• [RECORDS TO PROCESS]

_ _ _

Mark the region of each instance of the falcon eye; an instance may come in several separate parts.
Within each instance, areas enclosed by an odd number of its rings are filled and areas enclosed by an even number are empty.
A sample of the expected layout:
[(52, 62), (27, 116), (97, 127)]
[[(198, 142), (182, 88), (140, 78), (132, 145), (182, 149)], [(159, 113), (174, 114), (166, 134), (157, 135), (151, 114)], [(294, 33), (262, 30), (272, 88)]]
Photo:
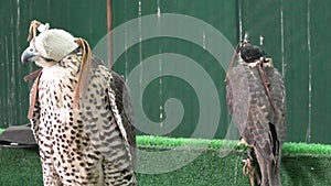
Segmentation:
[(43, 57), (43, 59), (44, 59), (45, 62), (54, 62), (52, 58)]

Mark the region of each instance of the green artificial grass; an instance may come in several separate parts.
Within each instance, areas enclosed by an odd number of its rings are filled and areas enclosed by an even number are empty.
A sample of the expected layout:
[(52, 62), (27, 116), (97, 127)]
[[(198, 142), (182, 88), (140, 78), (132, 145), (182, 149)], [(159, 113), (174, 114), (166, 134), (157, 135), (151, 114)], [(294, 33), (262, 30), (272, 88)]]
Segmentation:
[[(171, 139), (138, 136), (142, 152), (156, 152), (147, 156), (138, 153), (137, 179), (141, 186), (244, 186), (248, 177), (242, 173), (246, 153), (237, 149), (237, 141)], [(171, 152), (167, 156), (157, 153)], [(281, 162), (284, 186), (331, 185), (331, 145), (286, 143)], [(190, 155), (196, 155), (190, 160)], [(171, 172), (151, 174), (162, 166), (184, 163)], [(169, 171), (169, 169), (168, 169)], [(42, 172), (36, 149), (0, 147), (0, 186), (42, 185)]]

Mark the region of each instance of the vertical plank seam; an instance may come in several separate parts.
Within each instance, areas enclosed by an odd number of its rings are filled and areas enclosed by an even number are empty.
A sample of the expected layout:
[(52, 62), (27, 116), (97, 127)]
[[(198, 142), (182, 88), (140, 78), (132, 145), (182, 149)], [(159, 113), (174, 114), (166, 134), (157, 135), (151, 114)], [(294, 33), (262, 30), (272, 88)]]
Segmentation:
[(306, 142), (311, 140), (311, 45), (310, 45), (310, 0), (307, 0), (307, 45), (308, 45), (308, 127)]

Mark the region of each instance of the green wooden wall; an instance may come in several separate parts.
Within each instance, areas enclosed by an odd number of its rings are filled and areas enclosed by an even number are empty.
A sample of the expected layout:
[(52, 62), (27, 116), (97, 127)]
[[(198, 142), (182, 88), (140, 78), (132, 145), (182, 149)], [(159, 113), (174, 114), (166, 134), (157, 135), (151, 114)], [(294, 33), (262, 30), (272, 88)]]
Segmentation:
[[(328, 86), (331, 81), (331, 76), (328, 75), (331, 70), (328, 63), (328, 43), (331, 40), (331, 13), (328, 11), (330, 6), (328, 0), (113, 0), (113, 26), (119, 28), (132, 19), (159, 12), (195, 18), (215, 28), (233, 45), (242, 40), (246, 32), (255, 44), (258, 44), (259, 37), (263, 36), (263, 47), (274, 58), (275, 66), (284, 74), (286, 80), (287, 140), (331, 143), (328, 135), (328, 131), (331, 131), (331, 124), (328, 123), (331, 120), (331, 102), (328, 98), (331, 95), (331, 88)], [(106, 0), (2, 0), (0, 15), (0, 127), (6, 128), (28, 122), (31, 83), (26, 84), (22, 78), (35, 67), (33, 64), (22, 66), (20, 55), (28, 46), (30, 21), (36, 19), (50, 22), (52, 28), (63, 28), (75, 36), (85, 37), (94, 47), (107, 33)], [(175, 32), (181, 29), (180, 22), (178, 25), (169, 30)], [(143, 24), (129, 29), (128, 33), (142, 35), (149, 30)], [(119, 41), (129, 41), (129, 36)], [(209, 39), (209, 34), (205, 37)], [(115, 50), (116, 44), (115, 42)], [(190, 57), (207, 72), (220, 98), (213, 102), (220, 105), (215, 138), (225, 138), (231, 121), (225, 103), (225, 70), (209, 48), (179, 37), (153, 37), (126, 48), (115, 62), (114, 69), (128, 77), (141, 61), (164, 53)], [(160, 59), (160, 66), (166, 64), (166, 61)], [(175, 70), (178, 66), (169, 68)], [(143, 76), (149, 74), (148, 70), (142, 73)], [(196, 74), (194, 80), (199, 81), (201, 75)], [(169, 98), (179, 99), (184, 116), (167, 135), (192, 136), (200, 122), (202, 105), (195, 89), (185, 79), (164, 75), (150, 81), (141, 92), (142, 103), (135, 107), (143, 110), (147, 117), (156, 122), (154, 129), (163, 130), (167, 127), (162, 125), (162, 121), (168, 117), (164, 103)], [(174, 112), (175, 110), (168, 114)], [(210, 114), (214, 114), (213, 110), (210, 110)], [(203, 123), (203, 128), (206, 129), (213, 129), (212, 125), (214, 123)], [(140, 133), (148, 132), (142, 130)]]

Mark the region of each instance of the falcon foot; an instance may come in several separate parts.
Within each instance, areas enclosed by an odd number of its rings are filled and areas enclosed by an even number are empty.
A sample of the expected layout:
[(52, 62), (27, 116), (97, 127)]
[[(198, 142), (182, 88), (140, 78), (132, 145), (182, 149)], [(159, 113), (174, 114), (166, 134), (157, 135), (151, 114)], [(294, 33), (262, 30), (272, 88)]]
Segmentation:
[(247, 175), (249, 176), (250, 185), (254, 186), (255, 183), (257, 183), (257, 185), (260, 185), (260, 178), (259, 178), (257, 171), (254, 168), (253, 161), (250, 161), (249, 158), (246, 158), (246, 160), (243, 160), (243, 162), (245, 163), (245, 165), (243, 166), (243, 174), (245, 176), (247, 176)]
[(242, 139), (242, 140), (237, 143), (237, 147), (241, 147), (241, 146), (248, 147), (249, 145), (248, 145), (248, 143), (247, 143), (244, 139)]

_ _ _

• [TASK DETAILS]
Render all the lines of the records above as a Markdown table with a column named No. for the row number and a column named Text for the line, skipping blank lines. Leave the pictures out of the answer.

• [OUTPUT OF THE TASK]
| No. | Text |
|---|---|
| 1 | Mark the region of each instance of the falcon eye; an instance may come in several separate parts. |
| 2 | Within each instance, areas enclosed by an odd number of its rings are filled and areas enclosed by an even number are empty. |
| 3 | A sample of the expected layout: |
| 4 | [(52, 62), (27, 116), (97, 127)] |
| 5 | [[(198, 142), (182, 88), (140, 78), (132, 145), (182, 149)], [(159, 113), (174, 114), (166, 134), (157, 135), (151, 114)], [(294, 33), (262, 30), (272, 88)]] |
| 6 | Photo: |
| 7 | Segmentation: |
| 8 | [(43, 57), (43, 59), (44, 59), (45, 62), (54, 62), (52, 58)] |
| 9 | Mark the region of each instance of the green artificial grass; an instance may come in several separate parts. |
| 10 | Within each instance, areas enclosed by an odd number of its rings are filled and areas enclosed by an even number are empty. |
| 11 | A sample of the expected layout: |
| 12 | [(52, 62), (27, 116), (97, 127)] |
| 13 | [[(198, 142), (182, 88), (140, 78), (132, 145), (182, 149)], [(159, 113), (174, 114), (166, 134), (157, 135), (151, 114)], [(294, 33), (262, 30), (272, 88)]] |
| 14 | Segmentation: |
| 15 | [[(171, 139), (138, 136), (142, 152), (156, 152), (147, 156), (138, 153), (137, 179), (141, 186), (244, 186), (248, 177), (242, 173), (246, 153), (237, 149), (237, 141)], [(171, 152), (167, 156), (157, 153)], [(281, 162), (284, 186), (331, 185), (331, 145), (286, 143)], [(190, 155), (196, 155), (190, 160)], [(171, 172), (151, 174), (162, 166), (184, 163)], [(169, 171), (169, 169), (168, 169)], [(42, 172), (36, 149), (0, 147), (0, 186), (42, 185)]] |
| 16 | Mark the region of each instance of the vertical plank seam; an instance may come in several separate parts. |
| 17 | Within each instance, areas enclosed by an odd number of its rings are filled and areas enclosed by an even number are empty. |
| 18 | A sample of the expected layout: |
| 19 | [(52, 62), (27, 116), (97, 127)] |
| 20 | [[(198, 142), (182, 88), (140, 78), (132, 145), (182, 149)], [(159, 113), (174, 114), (166, 134), (157, 135), (151, 114)], [(294, 33), (262, 30), (272, 88)]] |
| 21 | Segmentation: |
| 22 | [(306, 142), (311, 140), (311, 45), (310, 45), (310, 0), (307, 0), (307, 45), (308, 45), (308, 127)] |
| 23 | Mark the region of each instance of the green wooden wall; an instance may come in several separate parts. |
| 24 | Within each instance, areas enclosed by an odd number of its rings are filled and areas enclosed by an even number are empty. |
| 25 | A sample of the expected layout: |
| 26 | [(52, 62), (27, 116), (97, 127)] |
| 27 | [[(198, 142), (182, 88), (140, 78), (132, 145), (182, 149)], [(159, 113), (174, 114), (166, 134), (157, 135), (151, 114)], [(294, 33), (262, 30), (272, 88)]] |
| 28 | Segmentation: |
| 29 | [[(328, 86), (331, 81), (331, 76), (328, 75), (331, 70), (328, 63), (328, 43), (331, 40), (331, 13), (328, 11), (330, 6), (328, 0), (113, 0), (113, 26), (119, 28), (132, 19), (159, 12), (195, 18), (215, 28), (233, 45), (242, 40), (246, 32), (255, 44), (258, 44), (259, 37), (263, 36), (263, 47), (274, 58), (275, 66), (284, 74), (286, 80), (287, 140), (331, 143), (328, 135), (328, 131), (331, 131), (331, 124), (328, 123), (331, 120), (331, 102), (328, 98), (331, 95), (331, 88)], [(106, 0), (2, 0), (0, 15), (0, 127), (6, 128), (28, 122), (31, 83), (26, 84), (22, 78), (35, 67), (33, 64), (22, 66), (20, 55), (28, 46), (30, 21), (36, 19), (50, 22), (52, 28), (63, 28), (75, 36), (85, 37), (94, 47), (107, 33)], [(175, 32), (181, 29), (180, 22), (178, 25), (169, 30)], [(143, 24), (129, 29), (128, 33), (142, 35), (149, 30)], [(119, 41), (129, 41), (129, 36)], [(209, 39), (209, 34), (205, 37)], [(115, 50), (116, 44), (115, 42)], [(190, 57), (207, 72), (220, 98), (213, 102), (220, 105), (215, 138), (225, 138), (231, 121), (225, 103), (225, 70), (209, 48), (179, 37), (153, 37), (126, 48), (115, 62), (114, 69), (128, 77), (141, 61), (164, 53)], [(160, 59), (160, 66), (166, 64), (166, 61)], [(175, 70), (178, 66), (169, 68)], [(143, 76), (149, 74), (148, 70), (142, 73)], [(196, 74), (194, 80), (199, 81), (201, 75)], [(169, 98), (179, 99), (184, 116), (167, 135), (192, 136), (200, 122), (202, 105), (195, 89), (185, 79), (164, 75), (150, 81), (141, 92), (142, 103), (135, 107), (143, 110), (147, 117), (156, 122), (154, 129), (163, 130), (167, 127), (162, 125), (162, 121), (168, 117), (164, 103)], [(174, 112), (175, 110), (168, 114)], [(210, 114), (214, 114), (213, 110), (210, 110)], [(203, 123), (203, 128), (206, 129), (213, 129), (212, 125), (214, 123)], [(140, 133), (148, 132), (142, 130)]] |
| 30 | Mark the region of each instance of the falcon foot; an instance may come in several separate parts. |
| 31 | Within each instance, areas enclosed by an odd number of its rings are filled and areas enclosed by an even number are empty. |
| 32 | A sample of the expected layout: |
| 33 | [(52, 62), (27, 116), (97, 127)] |
| 34 | [[(198, 142), (182, 88), (140, 78), (132, 145), (182, 149)], [(159, 113), (174, 114), (166, 134), (157, 135), (151, 114)], [(294, 33), (262, 30), (272, 88)]] |
| 35 | Segmentation: |
| 36 | [(247, 175), (249, 176), (250, 185), (254, 186), (255, 183), (257, 183), (257, 185), (260, 185), (260, 178), (259, 178), (257, 171), (254, 168), (253, 161), (250, 161), (249, 158), (246, 158), (246, 160), (243, 160), (243, 162), (245, 163), (245, 165), (243, 166), (243, 174), (245, 176), (247, 176)] |
| 37 | [(242, 139), (242, 140), (237, 143), (237, 147), (241, 147), (241, 146), (248, 147), (249, 145), (248, 145), (248, 143), (247, 143), (244, 139)] |